### STATED GOAL
Below are some entries; can you quote all of them exactly?

### INFORMATION SHOWN
****

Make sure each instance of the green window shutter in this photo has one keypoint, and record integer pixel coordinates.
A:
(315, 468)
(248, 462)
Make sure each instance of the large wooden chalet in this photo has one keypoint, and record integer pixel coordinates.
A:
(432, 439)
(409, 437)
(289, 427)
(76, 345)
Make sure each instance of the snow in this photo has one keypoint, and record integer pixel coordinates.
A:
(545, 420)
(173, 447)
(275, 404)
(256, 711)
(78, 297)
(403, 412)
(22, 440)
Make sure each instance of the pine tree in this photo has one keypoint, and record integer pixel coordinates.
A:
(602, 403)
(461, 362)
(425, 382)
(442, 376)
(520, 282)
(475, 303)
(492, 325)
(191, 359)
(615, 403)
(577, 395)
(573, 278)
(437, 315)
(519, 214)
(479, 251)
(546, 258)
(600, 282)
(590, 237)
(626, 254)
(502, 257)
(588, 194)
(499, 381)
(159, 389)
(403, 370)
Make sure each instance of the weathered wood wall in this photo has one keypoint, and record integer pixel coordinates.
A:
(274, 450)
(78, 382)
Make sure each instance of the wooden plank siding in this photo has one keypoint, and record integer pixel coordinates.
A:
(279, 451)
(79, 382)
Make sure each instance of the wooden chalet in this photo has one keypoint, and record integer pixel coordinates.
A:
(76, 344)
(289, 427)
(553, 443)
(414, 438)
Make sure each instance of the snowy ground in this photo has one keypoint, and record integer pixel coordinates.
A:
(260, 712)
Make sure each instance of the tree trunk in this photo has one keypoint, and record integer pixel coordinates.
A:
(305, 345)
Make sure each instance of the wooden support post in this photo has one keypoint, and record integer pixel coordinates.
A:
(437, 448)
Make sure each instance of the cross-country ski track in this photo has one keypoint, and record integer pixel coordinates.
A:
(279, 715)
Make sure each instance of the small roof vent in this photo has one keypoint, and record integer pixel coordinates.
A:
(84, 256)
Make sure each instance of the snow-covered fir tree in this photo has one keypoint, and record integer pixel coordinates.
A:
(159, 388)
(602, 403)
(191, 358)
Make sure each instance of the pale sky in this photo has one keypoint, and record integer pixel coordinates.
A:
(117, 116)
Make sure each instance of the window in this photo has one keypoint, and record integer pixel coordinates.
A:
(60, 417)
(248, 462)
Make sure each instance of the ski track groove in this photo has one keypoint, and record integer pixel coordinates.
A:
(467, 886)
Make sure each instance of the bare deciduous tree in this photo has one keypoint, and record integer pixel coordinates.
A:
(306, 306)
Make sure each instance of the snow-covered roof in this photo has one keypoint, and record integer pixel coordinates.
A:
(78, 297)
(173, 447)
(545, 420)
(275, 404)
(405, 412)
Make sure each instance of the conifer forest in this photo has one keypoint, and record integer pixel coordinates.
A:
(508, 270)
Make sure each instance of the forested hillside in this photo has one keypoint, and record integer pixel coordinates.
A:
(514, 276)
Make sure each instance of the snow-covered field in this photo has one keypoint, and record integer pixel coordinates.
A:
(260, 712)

****

### CORRECT ANSWER
Make sure each instance of the green window shutter in this photo has one keypoint, and record integer pixel coordinates.
A:
(315, 468)
(248, 462)
Make sure each instance of the large wooden chalet in this photo has one keypoint, and record integer pixel coordinates.
A:
(432, 439)
(409, 437)
(289, 427)
(76, 345)
Make sure each instance of the snow in this photo has one keypoint, and record integer pixel coordinates.
A:
(545, 420)
(173, 447)
(275, 404)
(256, 711)
(78, 297)
(403, 412)
(22, 440)
Make sure each instance of the pine tree in this photo has one keypoint, and record integer pixel coordinates.
A:
(602, 403)
(461, 362)
(425, 382)
(442, 376)
(520, 282)
(475, 303)
(492, 325)
(191, 359)
(615, 403)
(577, 395)
(573, 278)
(437, 315)
(519, 214)
(479, 251)
(546, 258)
(600, 282)
(590, 237)
(626, 254)
(502, 257)
(588, 194)
(499, 381)
(159, 389)
(403, 370)
Make sure each instance of the weathered wood wall in this photo has one keypoint, and record integer pixel coordinates.
A:
(274, 450)
(78, 382)
Make sure each instance of the wooden plank siding in this photo has one keypoint, and record integer pixel coordinates.
A:
(279, 451)
(79, 382)
Make sure each instance of the wooden chalet in this photo has one keypoint, and record integer pixel coordinates.
A:
(76, 344)
(289, 427)
(553, 443)
(414, 438)
Make sure each instance of the snowy ground in this photo has one keypoint, and record integer pixel coordinates.
A:
(260, 712)
Make sure each instance of the tree trunk in this photo has one keypoint, and record integer pixel coordinates.
A:
(305, 345)
Make sure each instance of the wooden support post in this photo has one keypoint, and record integer pixel coordinates.
A:
(437, 448)
Make sure each instance of the cross-country ski track in this photo has one keypoint, and record integer pixel coordinates.
A:
(279, 715)
Make sure each instance of the small roof vent in this photo has one keypoint, and record integer pixel coordinates.
A:
(84, 256)
Make sure each instance of the snow-covered fir tree in this photo has one keypoint, and record integer pixel coordinates.
A:
(159, 388)
(602, 403)
(191, 358)
Make sure each instance of the pale sky in this photo has one keypoint, and record integer pixel coordinates.
A:
(117, 116)
Make sure each instance of the window in this photo has one keypoint, and record integer pixel coordinates.
A:
(60, 417)
(248, 462)
Make sure each instance of the ski track groove in this photo has one keypoint, and record integer pixel coordinates.
A:
(467, 886)
Make sure each instance of the bare deciduous tree in this photo has one keypoint, and record integer pixel coordinates.
A:
(306, 306)
Make sure each instance of the snow-covered roof in this photo has one keypoint, and record integer pixel coordinates.
A:
(78, 297)
(173, 447)
(545, 420)
(275, 404)
(405, 412)
Make sure each instance of the conifer forest in this photo has one keypoint, and record integer pixel coordinates.
A:
(508, 270)
Make sure each instance of the forested hillside in this photo has one keypoint, and record integer pixel coordinates.
A:
(514, 276)
Make sure each instance of the snow-covered field in this photo has one keypoint, and record integer pixel coordinates.
A:
(260, 712)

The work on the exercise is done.